→ **SOURCE DATA**:

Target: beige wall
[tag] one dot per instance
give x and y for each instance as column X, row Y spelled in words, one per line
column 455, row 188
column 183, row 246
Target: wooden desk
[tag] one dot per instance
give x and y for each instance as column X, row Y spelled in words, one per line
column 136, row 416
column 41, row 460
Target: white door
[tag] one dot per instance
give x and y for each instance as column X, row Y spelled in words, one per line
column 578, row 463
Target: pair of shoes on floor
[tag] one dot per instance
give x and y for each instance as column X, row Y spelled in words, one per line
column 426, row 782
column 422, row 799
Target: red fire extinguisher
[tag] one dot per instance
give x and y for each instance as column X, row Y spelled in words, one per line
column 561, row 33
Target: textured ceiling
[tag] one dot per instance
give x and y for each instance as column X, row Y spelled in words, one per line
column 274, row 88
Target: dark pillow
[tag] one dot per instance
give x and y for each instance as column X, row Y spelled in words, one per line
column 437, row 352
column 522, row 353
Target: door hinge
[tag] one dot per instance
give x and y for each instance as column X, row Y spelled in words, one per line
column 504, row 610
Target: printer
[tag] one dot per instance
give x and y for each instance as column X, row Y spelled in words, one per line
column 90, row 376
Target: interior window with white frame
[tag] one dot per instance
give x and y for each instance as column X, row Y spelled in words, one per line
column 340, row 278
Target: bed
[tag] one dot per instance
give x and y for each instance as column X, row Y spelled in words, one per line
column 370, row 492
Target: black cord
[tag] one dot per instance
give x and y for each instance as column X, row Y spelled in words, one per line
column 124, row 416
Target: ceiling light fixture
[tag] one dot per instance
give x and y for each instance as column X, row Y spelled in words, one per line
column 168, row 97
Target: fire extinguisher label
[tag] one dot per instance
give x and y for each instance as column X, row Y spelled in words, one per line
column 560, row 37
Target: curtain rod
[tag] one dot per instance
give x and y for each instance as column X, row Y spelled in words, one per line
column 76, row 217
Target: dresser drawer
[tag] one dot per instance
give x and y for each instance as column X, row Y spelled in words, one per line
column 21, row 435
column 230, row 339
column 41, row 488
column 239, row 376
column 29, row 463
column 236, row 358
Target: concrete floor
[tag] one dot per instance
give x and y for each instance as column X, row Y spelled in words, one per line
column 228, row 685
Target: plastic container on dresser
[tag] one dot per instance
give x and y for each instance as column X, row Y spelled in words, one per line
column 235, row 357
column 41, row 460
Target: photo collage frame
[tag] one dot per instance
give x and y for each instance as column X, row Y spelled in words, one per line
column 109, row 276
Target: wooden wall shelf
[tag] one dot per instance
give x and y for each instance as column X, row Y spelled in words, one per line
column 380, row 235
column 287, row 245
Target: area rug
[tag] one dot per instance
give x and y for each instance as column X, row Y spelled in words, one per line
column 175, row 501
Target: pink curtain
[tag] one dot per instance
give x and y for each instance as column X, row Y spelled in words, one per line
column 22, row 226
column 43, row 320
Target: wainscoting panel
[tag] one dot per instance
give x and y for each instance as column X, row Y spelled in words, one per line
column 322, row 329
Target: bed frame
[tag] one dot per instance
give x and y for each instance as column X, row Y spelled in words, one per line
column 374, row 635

→ **PROBLEM STATEMENT**: Looking at the records above, please output exactly the lines that run from the one holding "Target: photo collage frame" to the final line, and only those.

→ **SOLUTION**:
Target: photo collage frame
[tag] one dot per instance
give x and y for each instance as column X, row Y spelled in words, one per line
column 109, row 276
Target: wooden wall shelf
[tag] one dot per instance
give x and y for each instance as column X, row Y spelled in words, one per line
column 380, row 235
column 287, row 245
Target: area rug
[tag] one dot per instance
give x and y for each instance as column X, row Y spelled in words, one per line
column 175, row 501
Target: pink curtain
[tag] one dot per instance
give x and y for each instance as column X, row Y spelled in words, one per line
column 22, row 226
column 43, row 320
Target: wainscoting panel
[tag] one dot per instance
give x and y for each instance as column X, row Y spelled in words, one per line
column 322, row 329
Target: bed frame
[tag] one dot per instance
give x and y for each instance as column X, row Y spelled in words, one per line
column 374, row 635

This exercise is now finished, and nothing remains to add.